What you are asked to do | Reproduce each entry below verbatim.

Natural-language object grounding data

= = = = = = =

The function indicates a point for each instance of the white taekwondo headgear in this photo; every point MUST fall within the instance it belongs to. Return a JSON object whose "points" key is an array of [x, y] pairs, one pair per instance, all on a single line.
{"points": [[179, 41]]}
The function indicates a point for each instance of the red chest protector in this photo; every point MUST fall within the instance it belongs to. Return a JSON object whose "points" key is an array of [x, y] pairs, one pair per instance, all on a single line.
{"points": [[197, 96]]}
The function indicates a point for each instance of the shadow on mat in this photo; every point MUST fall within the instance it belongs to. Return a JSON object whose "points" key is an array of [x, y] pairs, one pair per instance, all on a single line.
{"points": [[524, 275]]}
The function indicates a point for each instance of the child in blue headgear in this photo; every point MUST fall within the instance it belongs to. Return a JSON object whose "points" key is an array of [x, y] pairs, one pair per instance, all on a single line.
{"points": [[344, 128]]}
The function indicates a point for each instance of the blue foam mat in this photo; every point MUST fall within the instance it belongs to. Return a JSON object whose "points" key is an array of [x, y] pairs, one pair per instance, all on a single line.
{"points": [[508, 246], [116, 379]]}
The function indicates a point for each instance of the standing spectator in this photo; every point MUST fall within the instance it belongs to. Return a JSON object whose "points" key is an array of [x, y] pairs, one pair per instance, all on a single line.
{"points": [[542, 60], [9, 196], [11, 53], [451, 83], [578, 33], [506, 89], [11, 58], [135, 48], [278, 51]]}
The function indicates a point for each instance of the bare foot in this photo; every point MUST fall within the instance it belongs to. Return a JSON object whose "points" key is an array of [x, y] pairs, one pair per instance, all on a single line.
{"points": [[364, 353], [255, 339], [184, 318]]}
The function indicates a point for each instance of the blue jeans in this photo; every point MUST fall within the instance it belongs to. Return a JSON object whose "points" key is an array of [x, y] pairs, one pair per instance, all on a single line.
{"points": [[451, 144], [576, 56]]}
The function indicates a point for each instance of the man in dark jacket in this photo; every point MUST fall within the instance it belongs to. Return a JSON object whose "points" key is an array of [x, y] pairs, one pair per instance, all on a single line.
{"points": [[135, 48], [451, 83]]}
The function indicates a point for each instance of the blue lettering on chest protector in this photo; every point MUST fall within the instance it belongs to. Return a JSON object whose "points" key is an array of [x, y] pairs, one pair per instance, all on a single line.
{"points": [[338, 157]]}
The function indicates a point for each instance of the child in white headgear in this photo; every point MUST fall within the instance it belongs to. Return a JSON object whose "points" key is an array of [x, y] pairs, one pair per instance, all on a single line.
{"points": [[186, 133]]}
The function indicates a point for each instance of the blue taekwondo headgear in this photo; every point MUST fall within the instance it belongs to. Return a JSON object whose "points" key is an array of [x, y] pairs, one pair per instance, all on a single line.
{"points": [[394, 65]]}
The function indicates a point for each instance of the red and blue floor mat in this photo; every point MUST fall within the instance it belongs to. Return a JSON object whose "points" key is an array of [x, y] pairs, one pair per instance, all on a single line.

= = = = = = =

Reply to the task |
The function indicates a point for each instance of the white taekwondo headgear in this photo; every point MUST fall within the instance it belongs to. Return a JSON object whose "points" key is an array of [x, y] pairs, one pair per instance, all on a single line.
{"points": [[179, 41]]}
The function indicates a point for each instance of the red chest protector in this photo; every point MUST fall within the instance it belongs to. Return a JSON object whose "points" key is an array of [x, y] pairs, one pair per instance, all on a single line.
{"points": [[197, 96]]}
The function indicates a point for each instance of the shadow on mat in this photo; every point MUST fall within the instance it belongs to. Return a JSON object whose "points" key is an array of [x, y] pairs, one pair per instance, all on a single line.
{"points": [[524, 275]]}
The function indicates a point for each instance of the child in blue headgear in this photo; every point MUST fall within the instance it belongs to. Return a JSON object whose "points" key is an array of [x, y] pairs, one pair per instance, all on a single line.
{"points": [[344, 128]]}
The function indicates a point for each instance of the blue foam mat in this photo; every point MUST fall within the instance it belongs to. Return a JSON object whose "points" key is an array of [x, y] pairs, one pair per instance, all on a single line.
{"points": [[508, 246], [116, 379]]}
The function indicates a point for each instance of the standing spectator in this photo; every point MUST fall within the instance it belongs to. Return a JSON object whose "points" key is an array of [x, y] pairs, one pair per instance, all on a single line.
{"points": [[542, 60], [9, 196], [11, 53], [451, 83], [578, 33], [506, 89], [11, 58], [135, 48], [278, 51]]}
The function indicates a point for each instance of the bare foot in this photo; every point MUST fall within the instance it belongs to. Return a JSON object whose "points" key is an array of [x, y] pairs, one pair per instance, all on a single line.
{"points": [[364, 353], [255, 339], [184, 318]]}
The function indicates a point for each instance of the blue jeans in this photo; every point MUST fall within the instance it belongs to. Return a JSON object whose "points" key is an array of [x, y] pairs, one pair per instance, all on a single line.
{"points": [[451, 144], [576, 56]]}
The function indicates a point for each instance of the man in dark jacket in this photo; every point MUST fall within the instance it belongs to. Return a JSON object whose "points" key is an array of [x, y] pairs, one pair per instance, all on a single line.
{"points": [[135, 48], [451, 83]]}
The function indicates a point for each instance of the blue lettering on chest protector in this photo; every point MUST fall within the instance it belongs to. Return a JSON object whose "points" key is an array of [x, y] pairs, one pair per instance, all on a single line.
{"points": [[338, 157]]}
The function indicates a point for each instance of the child in white headgear in this photo; every point MUST fall within the instance it belongs to. Return a JSON object whose "points" key is an array of [x, y] pairs, one pair per instance, all on a single line.
{"points": [[186, 133]]}
The function indicates a point for each instance of the blue taekwondo headgear in this photo; every point MUST fall within the instance it belongs to. Return a JSON object whose "points" key is an array of [x, y] pairs, one pair per instance, all on a single line.
{"points": [[394, 65]]}
The function indicates a point for each instance of the red and blue floor mat in this photo; every point MUST fall within the instance it belongs to. Return a JSON object whose "points" key is an array of [x, y] pairs, one pair per instance, all on a single line.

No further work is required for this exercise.